--- begin Passage shown ---

At its most basic level, ‘Salem’s Lot is a horror novel about vampires. It takes inspiration from vampire stories such as the infamous Count Dracula, but is far more modern in terms of writing about vampires as they infiltrate regular society, largely inconspicuous until the living start to pay closer attention.

However, upon a closer glance, the novel all is not what it seems on the surface. In fact, vampires aren’t even suspected for at least the first 100 pages. Instead, the focus is on the introduction and development of the characters. Their stories are what carry the novel and make it important and a worthwhile read. As King often does in his books, there are underlying themes woven intricately into the subplots and characters that require closer attention from the readers—mirroring the relationship between the vampire, Kurt Barlow, and the protagonist, Ben Mears (joined by the townspeople). As Mears and some of the townspeople join forces to defeat the vampire infestation, much is learned about the characters and their pasts.

--- end Passage shown ---

▸ **What you need to do**
- 1) According to the passage on 'Salem's Lot, for how many pages do vampires go unsuspected?
- 2) Carry on the passage about 'Salem's Lot from its final sentence.

--- begin Recorded information ---

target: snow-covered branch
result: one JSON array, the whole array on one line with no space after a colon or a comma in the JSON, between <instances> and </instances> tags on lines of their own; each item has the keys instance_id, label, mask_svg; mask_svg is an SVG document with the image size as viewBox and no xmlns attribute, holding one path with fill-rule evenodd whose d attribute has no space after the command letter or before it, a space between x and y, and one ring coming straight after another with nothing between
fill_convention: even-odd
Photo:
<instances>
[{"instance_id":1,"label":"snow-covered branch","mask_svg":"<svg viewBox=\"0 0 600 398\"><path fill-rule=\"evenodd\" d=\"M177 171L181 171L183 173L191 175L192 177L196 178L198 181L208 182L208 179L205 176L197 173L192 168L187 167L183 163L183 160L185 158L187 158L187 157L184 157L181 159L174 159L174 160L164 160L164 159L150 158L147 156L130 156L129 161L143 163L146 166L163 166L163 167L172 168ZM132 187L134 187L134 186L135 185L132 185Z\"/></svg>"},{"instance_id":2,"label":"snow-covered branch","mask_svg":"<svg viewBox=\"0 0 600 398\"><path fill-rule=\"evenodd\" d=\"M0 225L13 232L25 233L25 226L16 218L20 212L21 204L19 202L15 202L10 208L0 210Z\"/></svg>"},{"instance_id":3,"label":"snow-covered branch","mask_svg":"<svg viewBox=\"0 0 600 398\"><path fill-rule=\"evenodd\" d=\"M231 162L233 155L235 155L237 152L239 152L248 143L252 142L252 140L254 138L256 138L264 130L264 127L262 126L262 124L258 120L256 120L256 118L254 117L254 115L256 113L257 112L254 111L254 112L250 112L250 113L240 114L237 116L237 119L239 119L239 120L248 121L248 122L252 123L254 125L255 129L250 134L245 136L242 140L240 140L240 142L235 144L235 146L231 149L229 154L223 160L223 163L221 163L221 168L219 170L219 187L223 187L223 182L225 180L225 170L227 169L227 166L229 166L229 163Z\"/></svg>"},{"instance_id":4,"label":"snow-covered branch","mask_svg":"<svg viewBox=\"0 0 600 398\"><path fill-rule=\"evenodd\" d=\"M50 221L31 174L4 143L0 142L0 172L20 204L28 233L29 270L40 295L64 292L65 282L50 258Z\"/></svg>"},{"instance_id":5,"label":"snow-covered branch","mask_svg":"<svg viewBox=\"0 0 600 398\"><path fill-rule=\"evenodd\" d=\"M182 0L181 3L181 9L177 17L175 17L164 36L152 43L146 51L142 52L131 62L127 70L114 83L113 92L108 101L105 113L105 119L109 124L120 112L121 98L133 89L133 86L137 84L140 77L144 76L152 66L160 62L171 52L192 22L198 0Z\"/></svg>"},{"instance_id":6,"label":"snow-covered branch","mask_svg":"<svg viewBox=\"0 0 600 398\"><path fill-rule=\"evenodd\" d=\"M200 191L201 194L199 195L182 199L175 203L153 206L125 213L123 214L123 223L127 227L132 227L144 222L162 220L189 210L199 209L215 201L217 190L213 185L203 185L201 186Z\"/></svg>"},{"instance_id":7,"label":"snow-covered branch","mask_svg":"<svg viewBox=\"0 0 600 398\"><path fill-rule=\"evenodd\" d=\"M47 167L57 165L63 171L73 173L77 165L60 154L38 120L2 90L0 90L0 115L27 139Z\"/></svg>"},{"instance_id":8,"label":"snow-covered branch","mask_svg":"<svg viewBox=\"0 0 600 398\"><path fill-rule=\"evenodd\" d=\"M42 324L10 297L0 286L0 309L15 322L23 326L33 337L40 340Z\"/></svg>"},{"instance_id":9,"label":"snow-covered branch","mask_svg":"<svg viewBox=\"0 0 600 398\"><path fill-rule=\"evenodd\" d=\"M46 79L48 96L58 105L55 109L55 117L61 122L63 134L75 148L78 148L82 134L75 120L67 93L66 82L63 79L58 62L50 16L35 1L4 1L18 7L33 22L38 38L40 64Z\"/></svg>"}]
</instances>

--- end Recorded information ---

▸ **Answers to the problems**
- 1) At least the first 100 pages.

- 2)
Even though the vampires are supposed to be the antagonists of the story, it could be argued that the real antagonist is the pressure of living in an idyllic town, and the damage that can be done by burying some of the traumas that the townspeople feel are better left unsaid, due to the importance of maintaining the town’s ‘squeaky clean’ image. 

That being said, there is a reason King is regularly associated with the horror genre. While there are more tender, human, components of the novel, the concept of the undead comes alive within the novel, and it is equally engaging. King stays true to traditional vampire lore, complete with nods to garlic and holy crosses. However, pairing these stereotypes with a rural North American town setting make it both modern and haunting.

With everything from scares to keep you up at night to well developed characters you’ll fall in love with, ‘Salem’s Lot is, without a doubt, a novel both worth reading for the first time or dusting off after a long hiatus.